**OBJECTIVE**
Express the lines of the material as a JSON list of strings, one string per line, starting at the line that contains "mark the bare tree | one pin per instance." and ending at the last line of the material, both included. Leave out blank lines and pictures.

[START PROVIDED ENTRIES]

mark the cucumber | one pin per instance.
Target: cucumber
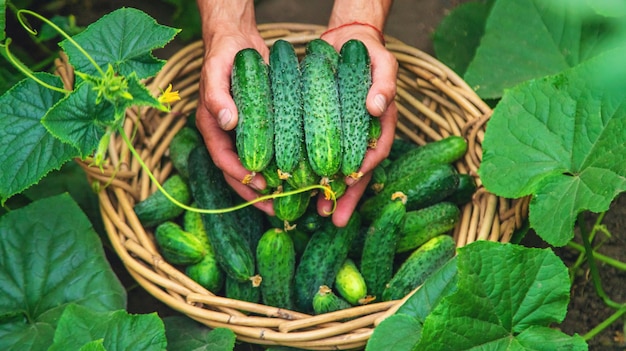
(419, 226)
(178, 246)
(322, 47)
(181, 145)
(157, 208)
(423, 262)
(354, 76)
(276, 264)
(350, 284)
(210, 190)
(464, 191)
(424, 188)
(207, 272)
(284, 73)
(379, 247)
(322, 115)
(325, 301)
(446, 150)
(291, 207)
(321, 260)
(251, 92)
(248, 290)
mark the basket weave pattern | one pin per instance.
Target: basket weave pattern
(433, 102)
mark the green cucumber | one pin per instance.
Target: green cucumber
(322, 47)
(276, 264)
(423, 262)
(379, 247)
(354, 76)
(177, 245)
(322, 258)
(421, 225)
(210, 190)
(284, 73)
(181, 145)
(325, 301)
(464, 191)
(251, 92)
(157, 208)
(446, 150)
(424, 188)
(322, 115)
(291, 207)
(350, 284)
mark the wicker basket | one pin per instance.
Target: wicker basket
(433, 103)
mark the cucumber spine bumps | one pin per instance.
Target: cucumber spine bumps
(250, 87)
(354, 78)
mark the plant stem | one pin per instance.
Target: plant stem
(607, 322)
(593, 268)
(600, 257)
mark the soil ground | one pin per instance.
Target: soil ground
(413, 22)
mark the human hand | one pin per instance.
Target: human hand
(217, 114)
(380, 104)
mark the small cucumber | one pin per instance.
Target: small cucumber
(354, 76)
(181, 145)
(443, 151)
(421, 225)
(210, 190)
(157, 208)
(276, 264)
(379, 247)
(284, 73)
(464, 191)
(322, 47)
(251, 92)
(291, 207)
(350, 284)
(325, 301)
(423, 262)
(322, 115)
(424, 188)
(178, 246)
(322, 258)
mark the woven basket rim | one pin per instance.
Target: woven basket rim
(448, 106)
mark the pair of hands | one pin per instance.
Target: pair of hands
(216, 115)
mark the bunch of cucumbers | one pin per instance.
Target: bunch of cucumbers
(299, 260)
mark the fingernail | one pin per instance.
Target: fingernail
(380, 102)
(224, 117)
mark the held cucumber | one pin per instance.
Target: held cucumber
(251, 92)
(354, 77)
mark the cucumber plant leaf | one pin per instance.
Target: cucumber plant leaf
(184, 333)
(50, 257)
(81, 326)
(458, 34)
(510, 293)
(33, 150)
(113, 40)
(526, 39)
(561, 139)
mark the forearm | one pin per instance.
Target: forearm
(221, 15)
(373, 12)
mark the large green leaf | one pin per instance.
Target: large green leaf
(526, 39)
(563, 140)
(29, 150)
(458, 35)
(123, 38)
(184, 333)
(507, 298)
(80, 326)
(50, 257)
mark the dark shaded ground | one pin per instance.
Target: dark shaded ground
(413, 23)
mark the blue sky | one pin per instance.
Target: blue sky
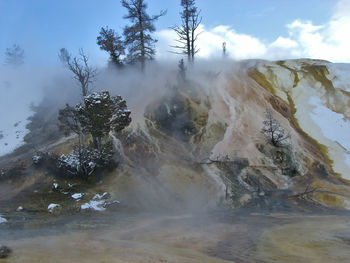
(41, 27)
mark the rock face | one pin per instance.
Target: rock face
(202, 141)
(199, 143)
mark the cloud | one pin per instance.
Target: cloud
(329, 41)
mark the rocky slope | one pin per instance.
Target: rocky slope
(198, 143)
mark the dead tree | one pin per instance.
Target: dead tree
(14, 56)
(187, 32)
(111, 42)
(273, 130)
(224, 51)
(138, 35)
(83, 73)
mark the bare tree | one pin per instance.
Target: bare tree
(273, 130)
(138, 35)
(84, 73)
(110, 41)
(14, 56)
(187, 32)
(224, 50)
(181, 71)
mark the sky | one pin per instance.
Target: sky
(267, 29)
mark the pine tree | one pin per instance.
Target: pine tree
(138, 35)
(273, 130)
(110, 41)
(83, 73)
(187, 32)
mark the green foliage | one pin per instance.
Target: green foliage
(97, 115)
(101, 113)
(111, 42)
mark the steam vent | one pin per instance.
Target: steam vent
(232, 147)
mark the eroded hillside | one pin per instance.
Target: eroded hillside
(199, 143)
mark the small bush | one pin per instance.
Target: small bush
(84, 161)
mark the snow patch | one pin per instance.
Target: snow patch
(51, 207)
(94, 205)
(77, 196)
(2, 220)
(332, 124)
(99, 197)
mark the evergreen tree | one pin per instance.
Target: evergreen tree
(138, 35)
(187, 32)
(110, 41)
(83, 73)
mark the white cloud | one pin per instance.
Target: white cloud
(329, 41)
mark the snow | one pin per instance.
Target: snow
(332, 125)
(99, 197)
(2, 220)
(17, 94)
(51, 207)
(342, 75)
(77, 196)
(94, 205)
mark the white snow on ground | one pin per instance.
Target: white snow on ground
(99, 197)
(341, 74)
(77, 196)
(51, 207)
(18, 89)
(94, 205)
(2, 220)
(332, 125)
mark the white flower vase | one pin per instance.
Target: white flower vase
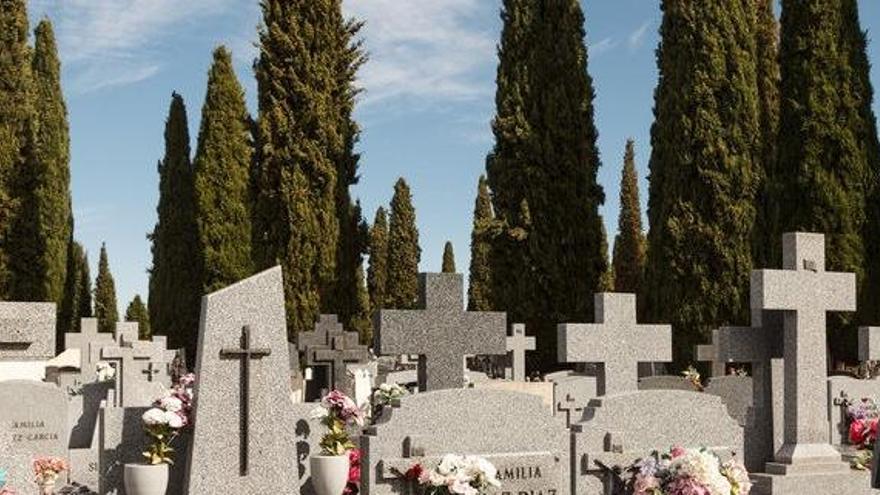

[END PROVIDED ENTRIES]

**FINAL ANSWER**
[
  "mark the bare tree | one pin per instance.",
  "Target: bare tree",
  "(273, 130)",
  "(138, 35)",
  "(84, 73)",
  "(110, 41)",
  "(14, 56)",
  "(187, 32)",
  "(224, 50)",
  "(181, 71)",
  "mark the sky | one pin per instance.",
  "Target: sky",
  "(267, 29)",
  "mark the pine tree | one pin per instance.",
  "Target: pine tree",
  "(138, 35)",
  "(273, 130)",
  "(110, 41)",
  "(83, 73)",
  "(187, 32)",
  "mark the green foliage | one pin per instance.",
  "Target: green foliage",
  "(97, 115)",
  "(101, 113)",
  "(111, 42)",
  "mark the steam vent | one pin per instance.",
  "Target: steam vent",
  "(232, 147)",
  "mark the eroded hillside | one pin per instance.",
  "Target: eroded hillside",
  "(199, 143)",
  "mark the small bush | one pin per instance.",
  "Target: small bush",
  "(84, 161)",
  "mark the snow patch | one pin per instance.",
  "Target: snow patch",
  "(51, 207)",
  "(94, 205)",
  "(77, 196)",
  "(2, 220)",
  "(332, 124)",
  "(99, 197)",
  "mark the evergreen tree | one pin per instance.",
  "Target: evergreen tree",
  "(138, 35)",
  "(187, 32)",
  "(110, 41)",
  "(83, 73)",
  "mark the white cloud | one pin per instance.",
  "Target: white cloud",
  "(329, 41)",
  "mark the snow | one pin per instance.",
  "Target: snow",
  "(332, 125)",
  "(99, 197)",
  "(2, 220)",
  "(17, 94)",
  "(51, 207)",
  "(342, 75)",
  "(77, 196)",
  "(94, 205)",
  "mark the white snow on ground | one pin per instance.",
  "Target: white snow on ground",
  "(99, 197)",
  "(341, 74)",
  "(77, 196)",
  "(51, 207)",
  "(18, 89)",
  "(94, 205)",
  "(2, 220)",
  "(332, 125)",
  "mark the white flower vase | one pin per instance.",
  "Target: white flower vase"
]